--- TRY IT ---
Copy the passage from the words "Let's heal the" through the words "Malicious bitch!", replacing "foot sloggers" with "low-level fighters".

*** PROVIDED PASSAGE ***

Trouble is, they *are* POWs, amigo, and no amount of spin or selective nomenclature can make them anything else.
Let's heal the running sore of Gitmo. Hand the high-level Al-Qaeda over to the new Afghan government, to face charges. Let all the foot sloggers go home. Surely after all this time they've given up all the worthwhile information they've got to give?
Not "ill-informed". More an "egregious lie". Ms. Blumner is an ACLU attorney who knows full well what the terms of the Geneva Convention are.
But, in order to serve her liberal anti-American agenda, she chooses to ignore them.
Malicious bitch!
Just the presence of Maureen Dowd makes the SL Trib a profane document...
Last weekend, 18 Afghans were released from detention in Cuba after 16 months of questioning in U.S. custody. They flew home and were held briefly in a Kabul jail. The Boston Globe reports that "nearly all of the former detainees enthusiastically praised the conditions at Guantanamo and expressed little bitterness about losing a year of their lives in captivity, saying they were treated better there than in three days in squalid cells in Kabul. None complained of torture during questioning or coerced confessions."
Sirajuddin, 24, a Kandahar taxi driver, said: ''The conditions were even better than our homes. We were given three meals a day -- eggs in the morning and meat twice a day; facilities to wash, and if we didn't wash, they'd wash us; and there was even entertainment with video games.''
"There is no need to lie," Sayed Abasin, 21, told the Chicago Tribune. "I'm telling you the facts. They treated us very well." His record from Cuba shows he was seen 37 times by the Gitmo medical staff, for everything from knee pain to sinusitis.

*** End of PROVIDED PASSAGE ***
*** EXERCISE DATA ***

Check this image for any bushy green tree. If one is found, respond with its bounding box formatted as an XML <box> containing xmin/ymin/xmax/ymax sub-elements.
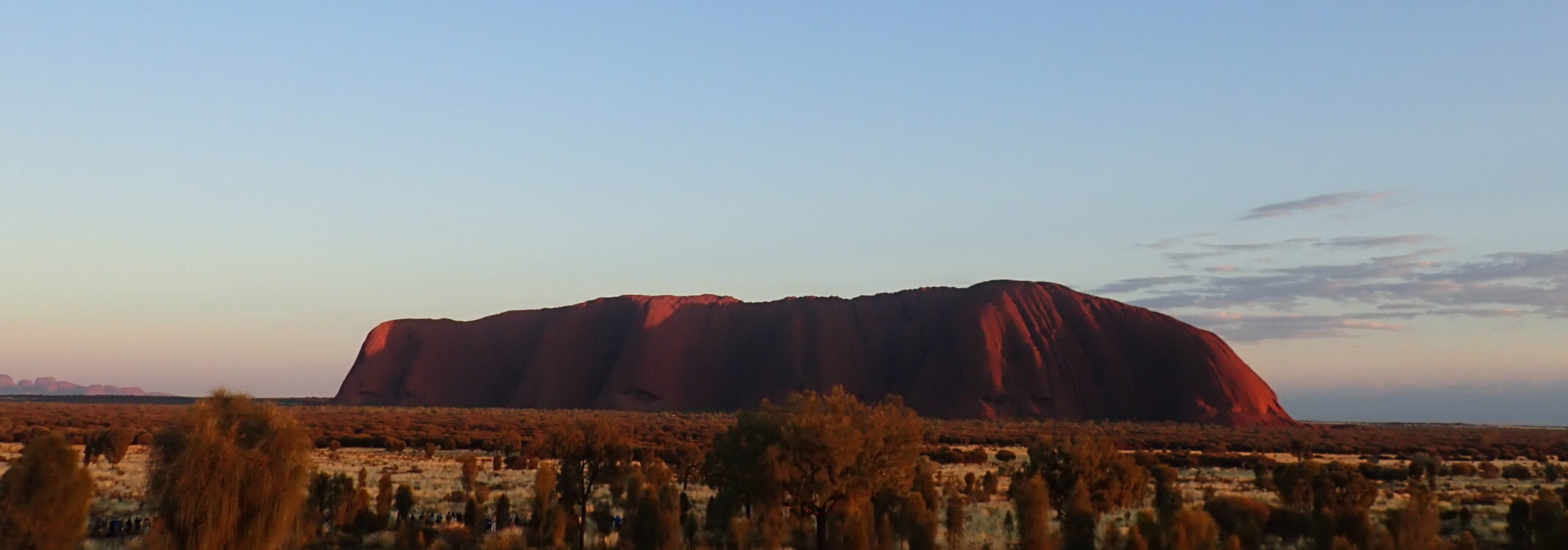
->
<box><xmin>0</xmin><ymin>434</ymin><xmax>93</xmax><ymax>550</ymax></box>
<box><xmin>1010</xmin><ymin>475</ymin><xmax>1058</xmax><ymax>550</ymax></box>
<box><xmin>1024</xmin><ymin>438</ymin><xmax>1149</xmax><ymax>514</ymax></box>
<box><xmin>546</xmin><ymin>417</ymin><xmax>632</xmax><ymax>549</ymax></box>
<box><xmin>710</xmin><ymin>387</ymin><xmax>925</xmax><ymax>550</ymax></box>
<box><xmin>1388</xmin><ymin>485</ymin><xmax>1443</xmax><ymax>550</ymax></box>
<box><xmin>147</xmin><ymin>390</ymin><xmax>311</xmax><ymax>550</ymax></box>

*** End of EXERCISE DATA ***

--- WRITTEN SOLUTION ---
Let's heal the running sore of Gitmo. Hand the high-level Al-Qaeda over to the new Afghan government, to face charges. Let all the low-level fighters go home. Surely after all this time they've given up all the worthwhile information they've got to give?
Not "ill-informed". More an "egregious lie". Ms. Blumner is an ACLU attorney who knows full well what the terms of the Geneva Convention are.
But, in order to serve her liberal anti-American agenda, she chooses to ignore them.
Malicious bitch!